[Start of Attachment]

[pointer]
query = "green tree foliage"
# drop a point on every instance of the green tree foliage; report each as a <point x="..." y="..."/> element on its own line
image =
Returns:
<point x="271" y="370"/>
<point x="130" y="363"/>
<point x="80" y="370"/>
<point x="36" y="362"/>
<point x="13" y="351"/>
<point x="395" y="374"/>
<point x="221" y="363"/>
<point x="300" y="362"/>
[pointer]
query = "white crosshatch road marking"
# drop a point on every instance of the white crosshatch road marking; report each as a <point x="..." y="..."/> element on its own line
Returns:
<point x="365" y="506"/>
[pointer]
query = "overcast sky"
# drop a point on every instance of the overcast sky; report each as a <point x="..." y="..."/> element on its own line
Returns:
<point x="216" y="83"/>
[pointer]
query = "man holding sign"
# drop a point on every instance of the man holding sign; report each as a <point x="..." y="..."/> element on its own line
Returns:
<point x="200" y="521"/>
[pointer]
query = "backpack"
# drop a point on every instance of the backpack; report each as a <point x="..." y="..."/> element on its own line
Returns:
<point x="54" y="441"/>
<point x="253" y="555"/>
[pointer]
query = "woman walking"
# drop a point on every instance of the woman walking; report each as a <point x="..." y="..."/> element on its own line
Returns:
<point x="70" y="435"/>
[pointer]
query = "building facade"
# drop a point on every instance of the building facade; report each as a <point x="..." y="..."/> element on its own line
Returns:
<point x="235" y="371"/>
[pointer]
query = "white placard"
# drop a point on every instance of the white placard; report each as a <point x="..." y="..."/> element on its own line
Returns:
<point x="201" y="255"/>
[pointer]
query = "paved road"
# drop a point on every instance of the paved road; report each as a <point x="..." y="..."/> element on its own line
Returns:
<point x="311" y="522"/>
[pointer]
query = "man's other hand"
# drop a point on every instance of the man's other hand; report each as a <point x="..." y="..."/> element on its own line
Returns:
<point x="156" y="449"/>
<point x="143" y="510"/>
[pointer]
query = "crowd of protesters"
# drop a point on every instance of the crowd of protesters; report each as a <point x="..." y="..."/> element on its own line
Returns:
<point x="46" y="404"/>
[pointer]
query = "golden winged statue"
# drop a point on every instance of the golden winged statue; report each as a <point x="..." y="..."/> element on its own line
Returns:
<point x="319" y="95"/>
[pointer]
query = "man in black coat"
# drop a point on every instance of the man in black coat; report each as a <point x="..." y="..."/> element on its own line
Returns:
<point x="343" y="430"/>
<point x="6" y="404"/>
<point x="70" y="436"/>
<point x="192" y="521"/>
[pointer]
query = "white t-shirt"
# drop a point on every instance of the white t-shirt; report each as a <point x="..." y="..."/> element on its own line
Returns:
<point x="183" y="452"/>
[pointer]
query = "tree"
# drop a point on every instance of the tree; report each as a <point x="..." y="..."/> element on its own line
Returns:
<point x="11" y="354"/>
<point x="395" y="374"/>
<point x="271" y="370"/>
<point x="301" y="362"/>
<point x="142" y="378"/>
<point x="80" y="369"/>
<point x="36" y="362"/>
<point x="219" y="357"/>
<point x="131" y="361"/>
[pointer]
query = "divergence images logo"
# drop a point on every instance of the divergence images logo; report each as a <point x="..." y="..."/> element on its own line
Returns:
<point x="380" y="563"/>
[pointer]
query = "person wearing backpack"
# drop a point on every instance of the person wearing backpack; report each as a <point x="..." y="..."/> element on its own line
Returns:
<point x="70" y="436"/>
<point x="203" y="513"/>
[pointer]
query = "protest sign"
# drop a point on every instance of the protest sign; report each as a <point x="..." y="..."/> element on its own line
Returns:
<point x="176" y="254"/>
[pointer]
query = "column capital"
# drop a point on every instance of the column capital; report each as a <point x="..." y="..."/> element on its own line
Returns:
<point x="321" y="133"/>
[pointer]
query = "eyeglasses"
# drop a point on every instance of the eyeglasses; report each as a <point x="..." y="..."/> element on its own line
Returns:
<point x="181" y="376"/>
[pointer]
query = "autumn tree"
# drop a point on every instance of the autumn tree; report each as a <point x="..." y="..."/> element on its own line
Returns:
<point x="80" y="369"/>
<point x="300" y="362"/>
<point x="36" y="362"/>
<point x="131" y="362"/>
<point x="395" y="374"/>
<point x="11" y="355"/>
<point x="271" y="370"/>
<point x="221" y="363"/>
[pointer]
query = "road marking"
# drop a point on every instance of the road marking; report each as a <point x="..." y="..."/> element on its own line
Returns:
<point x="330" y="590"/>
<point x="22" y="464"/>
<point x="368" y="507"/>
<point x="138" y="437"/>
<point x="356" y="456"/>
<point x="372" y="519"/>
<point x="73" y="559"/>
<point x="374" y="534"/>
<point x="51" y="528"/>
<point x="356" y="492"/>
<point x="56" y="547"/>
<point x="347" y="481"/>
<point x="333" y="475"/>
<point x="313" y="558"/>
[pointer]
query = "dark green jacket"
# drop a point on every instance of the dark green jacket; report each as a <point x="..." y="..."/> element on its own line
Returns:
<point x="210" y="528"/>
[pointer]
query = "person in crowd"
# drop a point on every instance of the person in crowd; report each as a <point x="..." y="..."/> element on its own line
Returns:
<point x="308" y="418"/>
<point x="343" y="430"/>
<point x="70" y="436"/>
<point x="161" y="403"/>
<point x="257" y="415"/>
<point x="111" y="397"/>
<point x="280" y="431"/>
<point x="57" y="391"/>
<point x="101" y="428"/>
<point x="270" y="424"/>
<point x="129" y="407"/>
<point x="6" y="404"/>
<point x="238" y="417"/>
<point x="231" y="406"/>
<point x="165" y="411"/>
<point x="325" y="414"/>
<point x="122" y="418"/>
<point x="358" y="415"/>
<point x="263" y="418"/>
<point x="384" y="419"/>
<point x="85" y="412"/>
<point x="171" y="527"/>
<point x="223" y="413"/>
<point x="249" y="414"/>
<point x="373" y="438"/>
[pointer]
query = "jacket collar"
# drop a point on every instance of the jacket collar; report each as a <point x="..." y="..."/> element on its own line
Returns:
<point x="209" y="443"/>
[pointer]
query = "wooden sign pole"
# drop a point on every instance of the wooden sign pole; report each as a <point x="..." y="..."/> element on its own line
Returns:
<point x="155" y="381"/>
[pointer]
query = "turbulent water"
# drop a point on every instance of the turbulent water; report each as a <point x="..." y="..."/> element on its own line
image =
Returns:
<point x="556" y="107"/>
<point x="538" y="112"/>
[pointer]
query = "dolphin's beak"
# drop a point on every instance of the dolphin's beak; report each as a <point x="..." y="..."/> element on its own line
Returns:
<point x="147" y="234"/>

[End of Attachment]
[Start of Attachment]

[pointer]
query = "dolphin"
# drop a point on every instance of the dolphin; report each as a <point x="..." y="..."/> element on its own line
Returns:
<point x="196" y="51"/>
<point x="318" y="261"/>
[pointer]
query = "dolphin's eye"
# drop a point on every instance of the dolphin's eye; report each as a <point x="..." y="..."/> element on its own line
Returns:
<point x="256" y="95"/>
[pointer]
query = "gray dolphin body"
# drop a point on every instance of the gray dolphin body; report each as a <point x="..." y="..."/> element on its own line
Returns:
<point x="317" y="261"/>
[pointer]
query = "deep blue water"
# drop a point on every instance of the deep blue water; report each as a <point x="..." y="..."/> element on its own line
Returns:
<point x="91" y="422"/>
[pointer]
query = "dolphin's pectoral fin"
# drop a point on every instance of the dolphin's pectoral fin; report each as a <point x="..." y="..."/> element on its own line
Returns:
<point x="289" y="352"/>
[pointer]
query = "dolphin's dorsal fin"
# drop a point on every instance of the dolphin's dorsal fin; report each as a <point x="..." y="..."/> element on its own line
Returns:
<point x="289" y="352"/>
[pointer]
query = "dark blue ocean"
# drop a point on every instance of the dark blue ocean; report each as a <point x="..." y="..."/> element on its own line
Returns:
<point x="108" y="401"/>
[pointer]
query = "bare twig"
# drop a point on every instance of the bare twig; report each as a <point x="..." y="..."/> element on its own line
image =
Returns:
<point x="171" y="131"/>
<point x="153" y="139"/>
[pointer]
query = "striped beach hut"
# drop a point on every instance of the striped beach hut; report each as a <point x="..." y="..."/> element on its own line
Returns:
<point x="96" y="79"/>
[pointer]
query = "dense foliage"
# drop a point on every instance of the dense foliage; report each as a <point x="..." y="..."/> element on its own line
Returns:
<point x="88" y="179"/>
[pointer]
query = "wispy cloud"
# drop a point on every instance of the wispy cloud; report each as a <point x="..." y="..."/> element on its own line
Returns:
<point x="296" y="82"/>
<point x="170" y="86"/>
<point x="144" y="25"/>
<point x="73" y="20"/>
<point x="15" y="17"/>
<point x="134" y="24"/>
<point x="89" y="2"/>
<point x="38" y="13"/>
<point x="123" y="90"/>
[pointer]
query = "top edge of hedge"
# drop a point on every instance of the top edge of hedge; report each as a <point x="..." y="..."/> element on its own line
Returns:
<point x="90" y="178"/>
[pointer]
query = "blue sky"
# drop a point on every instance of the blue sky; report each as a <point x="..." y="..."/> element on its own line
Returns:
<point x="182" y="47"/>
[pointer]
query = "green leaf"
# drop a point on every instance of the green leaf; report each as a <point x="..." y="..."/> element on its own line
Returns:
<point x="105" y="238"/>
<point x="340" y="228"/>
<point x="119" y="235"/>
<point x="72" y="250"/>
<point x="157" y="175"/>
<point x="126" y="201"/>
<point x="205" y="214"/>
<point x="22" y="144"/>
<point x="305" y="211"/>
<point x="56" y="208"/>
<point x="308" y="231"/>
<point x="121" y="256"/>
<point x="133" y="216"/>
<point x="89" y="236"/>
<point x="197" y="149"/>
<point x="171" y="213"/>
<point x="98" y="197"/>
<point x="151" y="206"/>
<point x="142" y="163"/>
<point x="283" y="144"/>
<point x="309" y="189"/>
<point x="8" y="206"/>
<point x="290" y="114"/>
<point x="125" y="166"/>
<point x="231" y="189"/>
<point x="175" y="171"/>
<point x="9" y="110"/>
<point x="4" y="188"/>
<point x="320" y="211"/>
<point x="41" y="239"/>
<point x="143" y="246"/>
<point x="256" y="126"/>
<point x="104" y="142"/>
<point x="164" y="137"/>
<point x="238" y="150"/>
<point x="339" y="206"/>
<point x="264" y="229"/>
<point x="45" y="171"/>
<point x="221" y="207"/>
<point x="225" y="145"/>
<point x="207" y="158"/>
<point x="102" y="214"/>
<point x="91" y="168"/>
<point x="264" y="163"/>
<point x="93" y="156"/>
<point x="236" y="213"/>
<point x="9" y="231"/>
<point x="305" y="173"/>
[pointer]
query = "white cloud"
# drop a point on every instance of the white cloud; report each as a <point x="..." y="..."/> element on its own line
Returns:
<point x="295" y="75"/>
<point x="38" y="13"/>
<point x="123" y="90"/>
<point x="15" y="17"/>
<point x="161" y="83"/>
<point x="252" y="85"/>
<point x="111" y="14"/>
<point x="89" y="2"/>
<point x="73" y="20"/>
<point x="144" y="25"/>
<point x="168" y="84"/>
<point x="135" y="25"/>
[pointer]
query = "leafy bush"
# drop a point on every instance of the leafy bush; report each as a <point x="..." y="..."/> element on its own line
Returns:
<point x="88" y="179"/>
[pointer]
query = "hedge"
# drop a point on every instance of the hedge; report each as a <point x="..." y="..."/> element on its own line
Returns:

[End of Attachment]
[Start of Attachment]

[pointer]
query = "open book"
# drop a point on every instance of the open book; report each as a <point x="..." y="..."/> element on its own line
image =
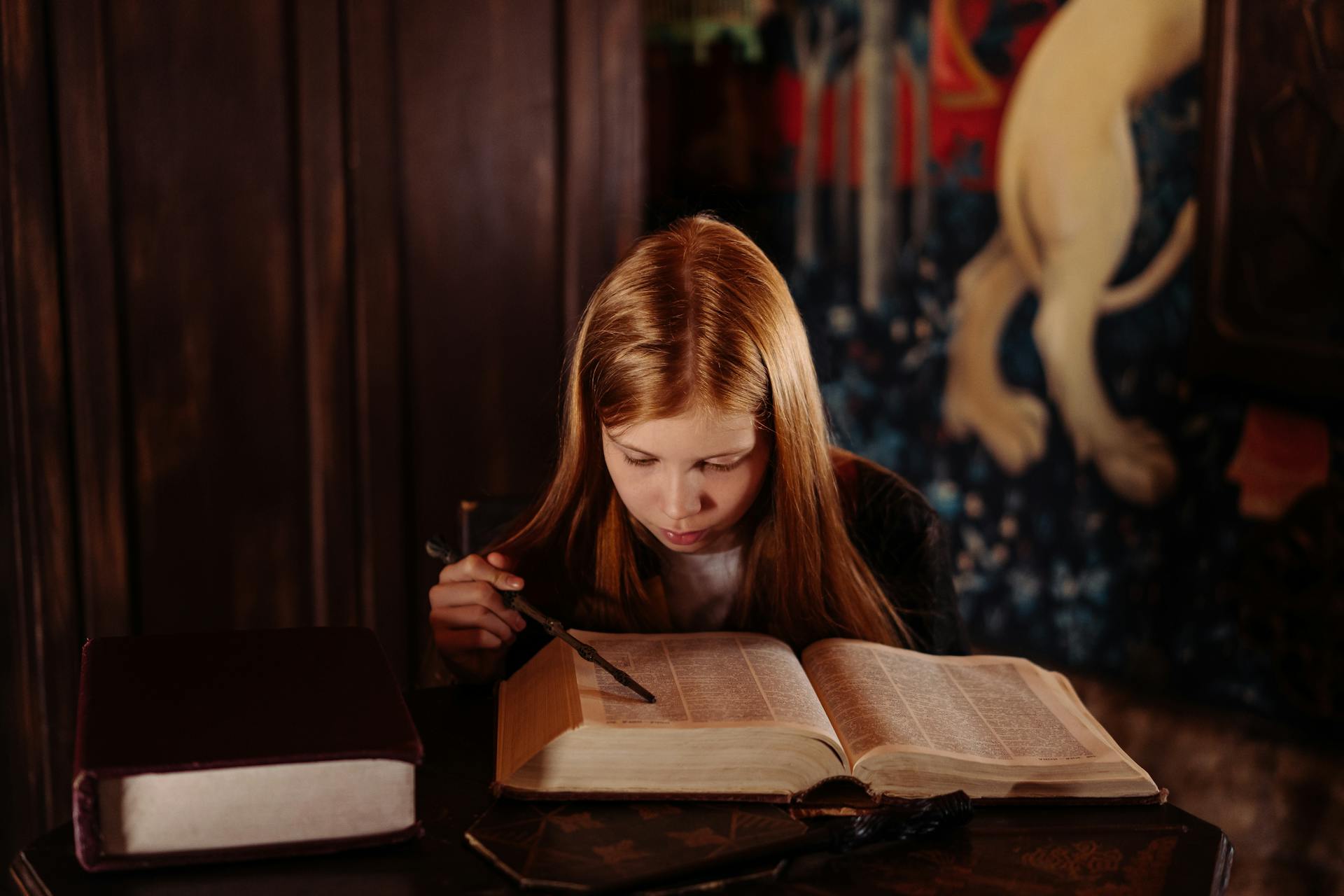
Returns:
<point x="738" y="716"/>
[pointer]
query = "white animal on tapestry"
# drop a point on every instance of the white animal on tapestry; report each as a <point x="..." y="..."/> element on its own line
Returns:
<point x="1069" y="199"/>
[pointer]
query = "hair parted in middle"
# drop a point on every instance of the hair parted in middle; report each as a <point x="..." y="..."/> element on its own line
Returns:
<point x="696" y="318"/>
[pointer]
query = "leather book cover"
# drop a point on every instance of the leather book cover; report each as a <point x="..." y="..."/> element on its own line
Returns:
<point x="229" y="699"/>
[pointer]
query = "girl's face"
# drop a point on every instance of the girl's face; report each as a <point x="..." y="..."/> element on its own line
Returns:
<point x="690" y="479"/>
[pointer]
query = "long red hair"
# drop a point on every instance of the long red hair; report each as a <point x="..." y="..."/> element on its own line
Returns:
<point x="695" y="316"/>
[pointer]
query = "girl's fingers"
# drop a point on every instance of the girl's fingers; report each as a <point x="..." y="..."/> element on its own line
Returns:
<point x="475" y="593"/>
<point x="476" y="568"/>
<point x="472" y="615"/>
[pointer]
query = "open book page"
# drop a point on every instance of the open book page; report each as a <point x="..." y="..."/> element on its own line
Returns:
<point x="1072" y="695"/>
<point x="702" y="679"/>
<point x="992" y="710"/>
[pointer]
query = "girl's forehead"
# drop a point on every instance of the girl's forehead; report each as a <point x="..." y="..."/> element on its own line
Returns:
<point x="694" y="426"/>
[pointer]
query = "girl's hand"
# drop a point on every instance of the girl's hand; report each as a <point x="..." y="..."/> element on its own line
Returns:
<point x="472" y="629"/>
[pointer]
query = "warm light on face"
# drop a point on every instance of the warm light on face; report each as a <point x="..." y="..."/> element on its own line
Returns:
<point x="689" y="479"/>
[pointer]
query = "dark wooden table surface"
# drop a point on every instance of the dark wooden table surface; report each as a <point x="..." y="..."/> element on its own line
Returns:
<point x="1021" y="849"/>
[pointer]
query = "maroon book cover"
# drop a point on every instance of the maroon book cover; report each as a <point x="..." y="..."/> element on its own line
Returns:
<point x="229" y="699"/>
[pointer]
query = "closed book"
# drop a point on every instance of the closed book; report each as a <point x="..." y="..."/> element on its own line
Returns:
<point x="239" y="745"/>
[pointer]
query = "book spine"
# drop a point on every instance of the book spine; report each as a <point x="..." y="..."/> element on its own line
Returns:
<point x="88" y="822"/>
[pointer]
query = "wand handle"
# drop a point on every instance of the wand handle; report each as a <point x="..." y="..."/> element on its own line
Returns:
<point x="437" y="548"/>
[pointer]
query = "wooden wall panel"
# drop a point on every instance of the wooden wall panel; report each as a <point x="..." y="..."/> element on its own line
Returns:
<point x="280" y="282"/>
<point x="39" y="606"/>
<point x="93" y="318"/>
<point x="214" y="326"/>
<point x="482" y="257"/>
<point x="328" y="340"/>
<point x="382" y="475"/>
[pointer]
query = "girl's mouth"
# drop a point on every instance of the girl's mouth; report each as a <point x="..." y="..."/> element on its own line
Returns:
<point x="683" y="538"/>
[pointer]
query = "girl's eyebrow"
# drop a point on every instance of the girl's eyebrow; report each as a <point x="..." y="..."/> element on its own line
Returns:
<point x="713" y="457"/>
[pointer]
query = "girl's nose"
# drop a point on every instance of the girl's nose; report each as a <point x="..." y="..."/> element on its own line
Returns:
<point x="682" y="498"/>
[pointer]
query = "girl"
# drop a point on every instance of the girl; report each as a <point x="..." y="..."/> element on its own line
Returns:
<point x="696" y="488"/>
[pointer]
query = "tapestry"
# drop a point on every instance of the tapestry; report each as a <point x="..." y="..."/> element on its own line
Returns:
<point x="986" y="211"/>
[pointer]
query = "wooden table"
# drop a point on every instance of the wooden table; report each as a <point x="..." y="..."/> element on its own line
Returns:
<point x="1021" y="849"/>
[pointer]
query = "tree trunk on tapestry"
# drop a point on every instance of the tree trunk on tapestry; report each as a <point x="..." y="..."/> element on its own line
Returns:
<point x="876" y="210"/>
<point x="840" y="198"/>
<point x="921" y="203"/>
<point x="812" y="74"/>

[End of Attachment]

• What you are asked to do
Your task is to copy each line of the entries that includes the word "bush".

• Response
query = "leafy bush"
# drop a point on every instance of the leafy bush; report each as a <point x="..." y="..."/> element on its own line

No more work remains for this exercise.